[DATA TO PROCESS]
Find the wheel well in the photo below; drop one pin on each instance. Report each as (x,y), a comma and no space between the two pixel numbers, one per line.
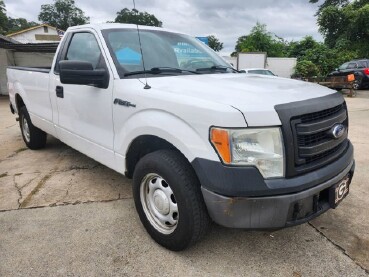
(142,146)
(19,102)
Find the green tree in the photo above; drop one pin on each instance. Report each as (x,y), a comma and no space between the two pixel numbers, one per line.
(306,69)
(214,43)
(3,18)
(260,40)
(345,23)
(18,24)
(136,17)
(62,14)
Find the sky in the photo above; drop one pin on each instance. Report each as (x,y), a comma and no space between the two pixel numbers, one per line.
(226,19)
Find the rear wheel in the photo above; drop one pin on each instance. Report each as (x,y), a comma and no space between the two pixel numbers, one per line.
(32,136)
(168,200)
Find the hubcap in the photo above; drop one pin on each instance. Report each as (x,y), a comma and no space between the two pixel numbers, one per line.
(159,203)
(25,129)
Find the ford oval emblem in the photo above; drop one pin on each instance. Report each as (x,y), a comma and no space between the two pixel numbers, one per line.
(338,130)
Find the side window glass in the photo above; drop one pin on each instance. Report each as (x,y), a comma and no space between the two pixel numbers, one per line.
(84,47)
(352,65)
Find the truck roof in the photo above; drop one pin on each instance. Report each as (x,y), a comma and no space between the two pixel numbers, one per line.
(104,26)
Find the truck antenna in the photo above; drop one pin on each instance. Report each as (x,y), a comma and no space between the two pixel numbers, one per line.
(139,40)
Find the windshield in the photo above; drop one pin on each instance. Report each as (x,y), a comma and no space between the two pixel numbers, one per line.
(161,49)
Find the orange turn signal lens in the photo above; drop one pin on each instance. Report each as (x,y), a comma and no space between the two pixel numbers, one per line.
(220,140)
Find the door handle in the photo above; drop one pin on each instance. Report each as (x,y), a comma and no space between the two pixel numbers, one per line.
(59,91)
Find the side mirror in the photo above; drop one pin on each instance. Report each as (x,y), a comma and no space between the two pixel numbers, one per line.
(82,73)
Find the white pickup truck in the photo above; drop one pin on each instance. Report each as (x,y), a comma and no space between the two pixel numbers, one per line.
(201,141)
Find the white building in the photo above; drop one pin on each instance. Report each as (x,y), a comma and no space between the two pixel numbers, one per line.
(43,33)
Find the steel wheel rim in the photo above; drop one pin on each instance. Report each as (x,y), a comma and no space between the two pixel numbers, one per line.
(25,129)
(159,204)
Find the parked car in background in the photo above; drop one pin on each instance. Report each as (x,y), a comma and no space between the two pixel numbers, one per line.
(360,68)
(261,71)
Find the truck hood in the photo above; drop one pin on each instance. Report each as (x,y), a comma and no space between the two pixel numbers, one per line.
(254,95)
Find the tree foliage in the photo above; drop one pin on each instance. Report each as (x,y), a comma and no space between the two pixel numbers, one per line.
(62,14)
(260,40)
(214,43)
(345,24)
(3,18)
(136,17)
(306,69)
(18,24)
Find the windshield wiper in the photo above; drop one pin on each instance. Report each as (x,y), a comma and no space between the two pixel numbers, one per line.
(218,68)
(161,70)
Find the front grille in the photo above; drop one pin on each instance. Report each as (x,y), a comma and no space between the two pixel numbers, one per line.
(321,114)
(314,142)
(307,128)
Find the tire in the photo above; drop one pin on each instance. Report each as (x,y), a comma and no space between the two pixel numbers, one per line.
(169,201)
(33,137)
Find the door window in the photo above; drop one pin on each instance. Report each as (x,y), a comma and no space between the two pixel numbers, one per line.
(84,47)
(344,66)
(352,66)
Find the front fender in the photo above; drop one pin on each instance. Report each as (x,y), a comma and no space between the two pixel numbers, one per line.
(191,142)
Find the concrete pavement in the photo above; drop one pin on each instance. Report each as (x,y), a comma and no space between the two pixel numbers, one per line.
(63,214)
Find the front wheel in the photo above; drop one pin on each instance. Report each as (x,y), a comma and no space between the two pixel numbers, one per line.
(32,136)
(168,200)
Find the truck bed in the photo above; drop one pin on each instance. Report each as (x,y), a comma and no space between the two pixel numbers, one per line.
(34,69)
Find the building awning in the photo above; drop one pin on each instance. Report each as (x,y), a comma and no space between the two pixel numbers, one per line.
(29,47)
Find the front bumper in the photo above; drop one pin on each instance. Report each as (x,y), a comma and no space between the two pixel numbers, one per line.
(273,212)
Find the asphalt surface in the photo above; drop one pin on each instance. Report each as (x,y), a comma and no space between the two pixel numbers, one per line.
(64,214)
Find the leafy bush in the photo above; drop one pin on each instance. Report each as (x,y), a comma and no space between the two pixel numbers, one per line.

[EXERCISE DESCRIPTION]
Except for the pictures, set down all of the records exactly as they are.

[EXERCISE RESULT]
Find the wheel well in the photo below; drop one pin on each instance. Report each as (x,y), a comma and no space between the two pixel numbers, one per line.
(142,146)
(19,102)
Find the green tree in the photo above; drop one pin on each instance. Report each as (x,y), a comma and no space between the two pixel numbers, one per line.
(306,69)
(214,43)
(3,18)
(260,40)
(345,23)
(18,24)
(136,17)
(62,14)
Find the sky in the photo above; drop one pin on each instance. Report each as (x,y), a comma and no space between the two pixel numbers, one per line.
(226,19)
Find the rear wheel in the photo above; drop one pin on each instance. Report each as (x,y), a comma and no space between the two pixel numbers, one per line.
(32,136)
(168,200)
Find the hubcap in the photo above; drop one pin on each instance. Report each as (x,y), a comma and no space between the two pixel numbers, one per line.
(159,203)
(25,129)
Find the ford oval emblem in the photo above; drop one pin on each instance. Report each as (x,y), a comma and no space between the two pixel numbers, one per line.
(338,130)
Find the side window glass in the photo above; drop one pin on each instance. Report each as (x,y), a comma and no space between the two pixel numbers, one per line.
(84,47)
(352,65)
Find the truck roof in the photo above; drop one pin on each instance. Report each as (x,y), a comma and no space between the two pixel numbers, one per line.
(104,26)
Find the truck antenna in the photo above; drop one pin on each instance. Report each as (x,y), a comma and no space between the two pixel numbers, one per line.
(139,40)
Find the windshield in the photo above; drop one pin on each instance. Report each as (x,y), a comma and no space between the two pixel numbers, one per line.
(161,49)
Find the orange turn signal lens in the photo above; drop one pin on each instance. Report each as (x,y), a comma and no space between the two pixel numbers, one per line.
(220,140)
Find the door handle in the photo above; drop one pin on each instance. Report each as (x,y), a comma and no space between the two pixel numbers, one per line.
(59,91)
Find the side mirror in the photo above; drop one pin on each instance. Report each as (x,y), a comma and no space between the two pixel numbers, one per line.
(82,73)
Find the white pickup truck in the photo above; drop one pin on each instance. Report each as (x,y), a comma and no space between the two pixel numbers, one per line.
(201,141)
Find the white building in the photo above; drop one pin on each instance. Report each as (x,y), a comma and no space between the two pixel numbers, one per line.
(43,33)
Find the steel wheel rim in the photo above; drop one pin on each instance. Report each as (x,y), a comma and no space between the two pixel numbers, one per line.
(25,129)
(159,204)
Find the parked car in background in the photo above; drop one pin on each instance. Report each as (x,y), a comma and no space between the two pixel numbers, one per line.
(360,68)
(261,71)
Find the truck hood in the photo above; drop one pin on each instance. Report each as (x,y), a comma and no space between the two pixel numbers, one per line.
(254,95)
Find the tree foliage in the photo above; drop one pin on each instance. Report each as (x,y), a comma and no space between the two pixel numbers, one per line.
(62,14)
(260,40)
(214,43)
(345,24)
(3,18)
(136,17)
(306,69)
(18,24)
Find the windshield wiper in the photo above; drop one pin on each instance. Report each as (x,y), a comma and no space between the two pixel numbers, one per line.
(218,68)
(161,70)
Find the front grille in the photo above; drop one pin on each instance. Report each as (x,y), a comma and no space between the two pixel numbers, one per line.
(321,114)
(314,142)
(307,128)
Find the tire in the photo above; drop one pin on each instance. Report each as (x,y), a comma and no space between the two pixel numbers, one per line.
(169,201)
(33,137)
Find the door window in the photo above; drop one pin on each instance. Report each as (x,y), a comma and no space between the two pixel numbers, one per line.
(84,47)
(344,66)
(352,66)
Find the front fender in the photo above; drop one pin on each instance. Report each as (x,y), a comma and no space between the two pixel numbers, one per line.
(191,142)
Find the concrete pavement in the photo above; drop one pin on each instance. Report each as (x,y), a comma and no space between the two pixel numbers, one per line.
(63,214)
Find the front wheel in the photo above; drop one pin on each instance. Report each as (x,y), a comma and no space between the two pixel numbers, one per line.
(32,136)
(168,200)
Find the truck bed in the photo above; drop one pin on each instance. Report each as (x,y), a comma and no space between the two pixel numbers, one per line.
(34,69)
Find the building awning in the photo above; drop one pin on each instance. Report each as (x,y), a comma and no space between the two pixel numbers, one per line.
(29,47)
Find the front bumper in the photo above; drop one pin on each instance. Report each as (x,y), a comma and no space between the two pixel numbers, one per line.
(273,212)
Find the asphalt surface in the photo above; drop one pin on each instance. Report each as (x,y), a comma and no space between the two pixel numbers, one per line.
(64,214)
Find the leafy bush in the photo above; drop one pin on each instance. Report each as (x,y), a comma and no space between the two pixel numbers, one per line.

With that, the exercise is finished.